### REQUIRED WORK
From the material below, list every line containing "form".

----- SOURCE MATERIAL -----

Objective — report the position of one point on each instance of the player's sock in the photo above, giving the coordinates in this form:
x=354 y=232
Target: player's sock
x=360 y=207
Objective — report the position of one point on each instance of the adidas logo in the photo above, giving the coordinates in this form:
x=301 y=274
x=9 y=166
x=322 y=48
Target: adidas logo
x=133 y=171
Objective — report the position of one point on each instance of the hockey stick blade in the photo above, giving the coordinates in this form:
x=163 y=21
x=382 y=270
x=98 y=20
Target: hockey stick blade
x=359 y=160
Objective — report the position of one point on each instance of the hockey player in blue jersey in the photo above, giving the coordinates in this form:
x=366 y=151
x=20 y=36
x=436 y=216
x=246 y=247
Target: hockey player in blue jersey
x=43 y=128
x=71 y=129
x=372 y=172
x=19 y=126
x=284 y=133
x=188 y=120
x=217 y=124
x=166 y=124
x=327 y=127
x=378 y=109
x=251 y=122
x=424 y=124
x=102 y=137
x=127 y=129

-----

### ANSWER BOX
Objective — report the position of one point on each instance of the player's sock in the photo above, giving the coordinates in this form:
Objective — report the position of one point on each instance of the adidas logo in the photo above, giving the coordinates in this form:
Objective — report the position of one point on each instance of the hockey stick blade in the photo above, giving the coordinates in this form:
Objective — report the position of one point on each instance of the hockey player in blue jersey in the photo above, giving the coordinates in this form:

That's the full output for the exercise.